Natural language region descriptions:

▬▬▬

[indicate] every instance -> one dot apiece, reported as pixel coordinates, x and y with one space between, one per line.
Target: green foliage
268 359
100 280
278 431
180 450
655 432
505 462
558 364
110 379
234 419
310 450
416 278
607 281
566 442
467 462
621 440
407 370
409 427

▬▬▬

» Exercise details
Copy down the whole of the data above, matching it exactly.

» Response area
[indicate] every instance -> one dot apiece, reported as pixel coordinates, x and y with one space between, one per line.
Target: green foliage
268 359
100 280
278 431
180 450
655 432
505 462
558 364
110 379
234 419
310 450
416 278
607 281
566 442
467 462
621 440
407 370
409 427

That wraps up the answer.